What you have to do: Copy the listing verbatim, excluding any images found in it.

Material for this exercise:
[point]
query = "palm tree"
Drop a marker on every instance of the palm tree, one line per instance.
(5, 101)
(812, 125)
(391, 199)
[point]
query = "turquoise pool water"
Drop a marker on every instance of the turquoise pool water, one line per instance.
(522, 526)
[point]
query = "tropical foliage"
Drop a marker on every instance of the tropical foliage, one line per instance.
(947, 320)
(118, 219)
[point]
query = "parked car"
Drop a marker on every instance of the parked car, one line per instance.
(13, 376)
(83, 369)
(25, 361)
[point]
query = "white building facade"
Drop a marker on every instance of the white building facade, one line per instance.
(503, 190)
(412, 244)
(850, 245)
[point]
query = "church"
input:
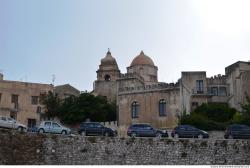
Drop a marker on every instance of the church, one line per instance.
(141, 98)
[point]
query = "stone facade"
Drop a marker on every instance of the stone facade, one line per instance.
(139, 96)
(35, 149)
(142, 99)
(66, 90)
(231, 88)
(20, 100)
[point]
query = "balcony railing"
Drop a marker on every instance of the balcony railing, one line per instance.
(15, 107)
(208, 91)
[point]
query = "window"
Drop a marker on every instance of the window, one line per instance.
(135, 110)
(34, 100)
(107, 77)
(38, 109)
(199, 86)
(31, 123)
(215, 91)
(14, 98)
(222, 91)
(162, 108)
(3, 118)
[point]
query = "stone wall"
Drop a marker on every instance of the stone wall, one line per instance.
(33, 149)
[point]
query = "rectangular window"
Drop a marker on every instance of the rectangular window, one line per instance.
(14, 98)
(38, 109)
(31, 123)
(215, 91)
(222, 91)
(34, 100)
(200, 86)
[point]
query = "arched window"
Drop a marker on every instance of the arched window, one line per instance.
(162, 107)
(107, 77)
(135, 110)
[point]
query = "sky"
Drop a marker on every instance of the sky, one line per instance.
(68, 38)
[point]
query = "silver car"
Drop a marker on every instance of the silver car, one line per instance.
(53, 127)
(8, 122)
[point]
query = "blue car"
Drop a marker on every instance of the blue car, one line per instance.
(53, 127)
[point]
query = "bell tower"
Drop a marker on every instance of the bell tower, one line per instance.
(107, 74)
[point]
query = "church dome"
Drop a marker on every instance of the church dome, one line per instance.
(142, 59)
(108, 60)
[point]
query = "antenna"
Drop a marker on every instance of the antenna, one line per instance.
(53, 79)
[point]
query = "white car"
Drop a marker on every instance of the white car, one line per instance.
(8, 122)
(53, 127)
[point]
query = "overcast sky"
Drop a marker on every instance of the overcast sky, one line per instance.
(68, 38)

The response:
[point]
query = "palm tree"
Drop a marker on every instance of the palm tree, one line per instance.
(5, 101)
(812, 125)
(391, 199)
[point]
query = "turquoise pool water"
Drop a marker on every instance of the turquoise pool water, one line per instance.
(522, 526)
[point]
query = "tropical foliage"
Drop a marker on every instance of the tropical foliage, one line per instance.
(947, 320)
(118, 219)
[point]
query = "parked car"
Drop a marker on every instance of the parked car, one line per instance.
(13, 376)
(83, 369)
(25, 361)
[point]
query = "white building facade"
Drop a marker on every instance of the white building facade, one line per instance.
(503, 190)
(412, 244)
(850, 245)
[point]
query = "church"
input:
Drop a marker on every instance of the church, one line per instance.
(141, 98)
[point]
query = "stone facade"
Drop a marker on every instance of the stone facade, one line per instance.
(139, 96)
(35, 149)
(142, 99)
(66, 90)
(231, 88)
(20, 100)
[point]
query = "balcony railing"
Drop a marker on every instance of the balcony railing, one line per instance.
(15, 107)
(208, 91)
[point]
query = "window"
Drop a marker on every instance of the window, one line per instance.
(135, 110)
(34, 100)
(107, 77)
(38, 109)
(199, 86)
(31, 123)
(215, 91)
(14, 98)
(222, 91)
(162, 108)
(3, 118)
[point]
query = "stone wall"
Drop a marker on every instance of the stone wall, one line per instance.
(33, 149)
[point]
query = "rectangular window"
Drop a marker on every instance of the rectangular window, one line per instance.
(14, 98)
(38, 109)
(31, 123)
(215, 91)
(222, 91)
(34, 100)
(200, 86)
[point]
query = "arched window"
Drop a marker on every instance of the arched window, one line per instance.
(162, 107)
(107, 77)
(135, 110)
[point]
query = "sky"
Drop a marker on every instance of the sky, one line per instance.
(68, 38)
[point]
query = "silver car"
Drop a marker on every instance of the silver car, one line per instance.
(53, 127)
(8, 122)
[point]
query = "blue car"
Drop a marker on every instance of the blue car, one line per instance.
(53, 127)
[point]
query = "bell tower"
Drop a marker on every instance of the bell tower, one line per instance.
(107, 74)
[point]
query = "church dome"
Drop a marker on every instance of the church dome, one line per instance.
(142, 59)
(108, 60)
[point]
query = "antenna"
Drop a marker on every instance of the antenna, one line per instance.
(53, 79)
[point]
query = "white car"
Drop a marker on every instance of the white car, one line per instance.
(8, 122)
(53, 127)
[point]
query = "overcast sky"
Drop a marker on every instance of the overcast sky, one line per instance.
(68, 38)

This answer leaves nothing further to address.